WHAT IS EXPECTED: Repeat every entry exactly. Do not include the pictures.

Photo-based referring expression data:
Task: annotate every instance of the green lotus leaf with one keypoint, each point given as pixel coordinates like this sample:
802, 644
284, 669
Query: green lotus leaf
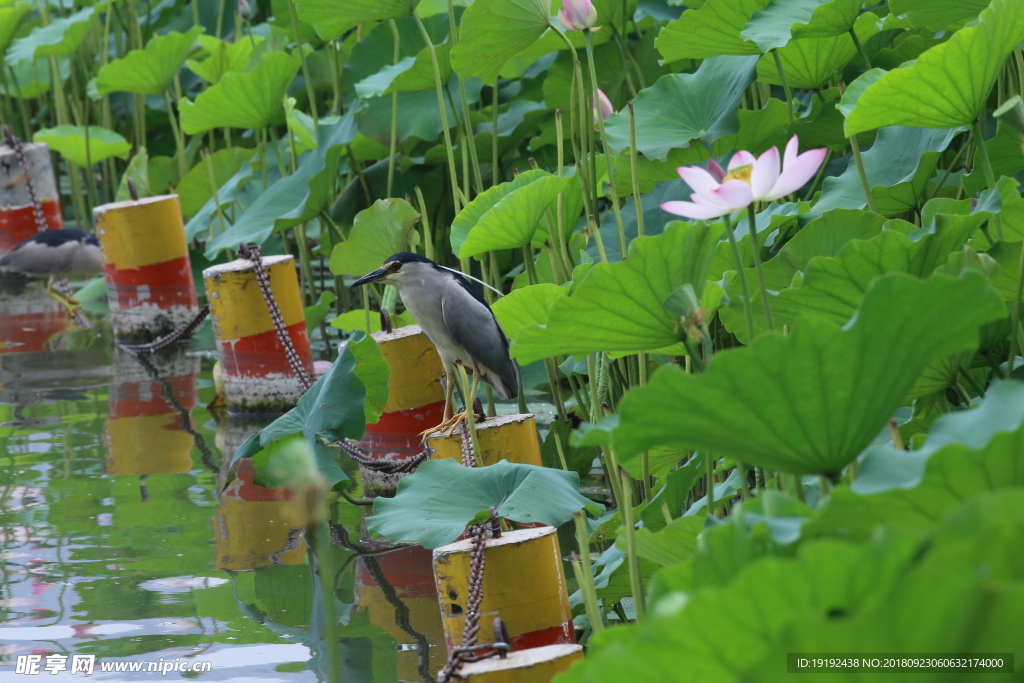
494, 31
681, 108
84, 146
254, 99
377, 232
511, 221
331, 18
150, 71
61, 37
223, 57
711, 31
621, 306
521, 493
775, 25
947, 85
796, 402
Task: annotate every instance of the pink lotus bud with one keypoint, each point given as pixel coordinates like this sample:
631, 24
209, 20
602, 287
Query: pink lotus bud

RESPONSE TO THE EXERCISE:
Task: annotate every instance of the green lotus leaf with one keypoint, each point given as pixel coordinates like this sample:
802, 644
284, 669
Query: green lotus leaf
494, 31
681, 108
84, 146
254, 99
377, 232
511, 221
331, 18
150, 71
61, 37
223, 57
711, 31
621, 306
521, 493
775, 25
947, 85
796, 402
Task: annotate every instance of the pink lotus bud with one keypoint, each point given as pixel coordinates like this sample:
631, 24
209, 20
602, 287
Query: pink lotus bud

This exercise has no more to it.